_The problem_: From the passage on Elizabeth in the Gospel of Luke, quote the stretch from "Certainly, the shame" through "Christ (Hebrews 13:13)." word for word.

_Passage provided_:
------------------------------------------------------------------------

The Gospel of Luke is the longest of the four Gospel narratives, but we need to remember that when it was first written it was a scroll. The information one could put on a scroll was limited. Although authors today are able to write large volumes having 600 or more pages, it wasn’t like this in the 1st century AD. By comparison the Gospel of Luke, the longest Gospel narrative, is less than 100 pages by today’s standards. Space was a premium! Luke had to limit himself to what was important to say and not be carried away in digression, concerning unnecessary events. Why, therefore, does he believe the fact that Elizabeth hid herself for five months is important?
Luke begins his story about Elizabeth by telling us that she was a daughter of Aaron, the first Jewish high priest, and she was righteous (Luke 1:5-6). She and her husband were blameless, as far as the Law was concerned. This means she kept short accounts with the Lord. When she sinned, she repented and sought to walk with integrity before God. Yet, she was barren (Luke 1:7) and beyond her childbearing years. This was apparently interpreted by some to mean sinful or at least unclean, since she was not blessed by God in their eyes (cf. Deuteronomy 7:14). Moreover, the Jewish Talmud tells us that such a thing was grounds for excommunication from the Jewish community (Babylonian Talmud – Pesachim 113b – 18). The fact that this was not done to Zacharias and Elizabeth tells us that, although this was the opinion of some important Jews of the first century AD, it was not the law of the land. Nevertheless, the stigma was there (cf. Luke 1:25).
Certainly, the shame Elizabeth felt was not exclusive to a first century context. Sarah felt it (cf. Genesis 16:5); Rachel wanted to die rather than bear it (Genesis 30:1), and Hannah, Samuel’s mother, wept bitterly, because she had no child (1Samuel 1:6-10). This Greek word, oneidos (G3681) is found only in Luke 1:25, but it is related to several other Greek words. It is a noun, but the verb is oneidezo (G3679), which Luke uses it in Luke 6:22 for suffering shame for the name of Christ. It is used again for what they did to Jesus on the cross (Matthew 27:44; Mark 15:32). In fact, we are called upon to separate ourselves from the world and purposefully bear the shame (oneidismos – G3680) of Christ (Hebrews 13:13).

------------------------------------------------------------------------

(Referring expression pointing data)
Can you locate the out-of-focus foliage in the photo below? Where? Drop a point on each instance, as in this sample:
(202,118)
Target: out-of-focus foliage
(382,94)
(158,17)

------------------------------------------------------------------------

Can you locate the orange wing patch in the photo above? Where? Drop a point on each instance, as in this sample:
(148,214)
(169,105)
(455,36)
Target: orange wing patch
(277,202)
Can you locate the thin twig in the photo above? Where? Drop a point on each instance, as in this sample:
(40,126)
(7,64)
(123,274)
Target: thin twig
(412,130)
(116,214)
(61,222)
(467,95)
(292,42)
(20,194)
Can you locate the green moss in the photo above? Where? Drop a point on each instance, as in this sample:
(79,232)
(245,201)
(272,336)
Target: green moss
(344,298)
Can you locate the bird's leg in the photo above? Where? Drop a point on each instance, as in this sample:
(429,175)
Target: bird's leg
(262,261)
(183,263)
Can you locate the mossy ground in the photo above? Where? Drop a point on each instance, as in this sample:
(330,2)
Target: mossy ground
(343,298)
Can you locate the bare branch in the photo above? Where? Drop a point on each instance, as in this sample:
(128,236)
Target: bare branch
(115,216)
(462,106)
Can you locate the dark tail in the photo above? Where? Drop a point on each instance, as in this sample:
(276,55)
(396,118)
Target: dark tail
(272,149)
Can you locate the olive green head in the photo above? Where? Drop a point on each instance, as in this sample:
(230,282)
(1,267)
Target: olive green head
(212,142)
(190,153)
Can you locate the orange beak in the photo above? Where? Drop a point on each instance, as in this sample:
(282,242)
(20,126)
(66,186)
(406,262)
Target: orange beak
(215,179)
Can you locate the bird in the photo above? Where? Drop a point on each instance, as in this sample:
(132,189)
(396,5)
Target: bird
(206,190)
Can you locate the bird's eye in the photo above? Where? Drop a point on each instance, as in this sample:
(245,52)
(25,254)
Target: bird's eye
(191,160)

------------------------------------------------------------------------

_Answer area_:
Certainly, the shame Elizabeth felt was not exclusive to a first century context. Sarah felt it (cf. Genesis 16:5); Rachel wanted to die rather than bear it (Genesis 30:1), and Hannah, Samuel’s mother, wept bitterly, because she had no child (1Samuel 1:6-10). This Greek word, oneidos (G3681) is found only in Luke 1:25, but it is related to several other Greek words. It is a noun, but the verb is oneidezo (G3679), which Luke uses it in Luke 6:22 for suffering shame for the name of Christ. It is used again for what they did to Jesus on the cross (Matthew 27:44; Mark 15:32). In fact, we are called upon to separate ourselves from the world and purposefully bear the shame (oneidismos – G3680) of Christ (Hebrews 13:13).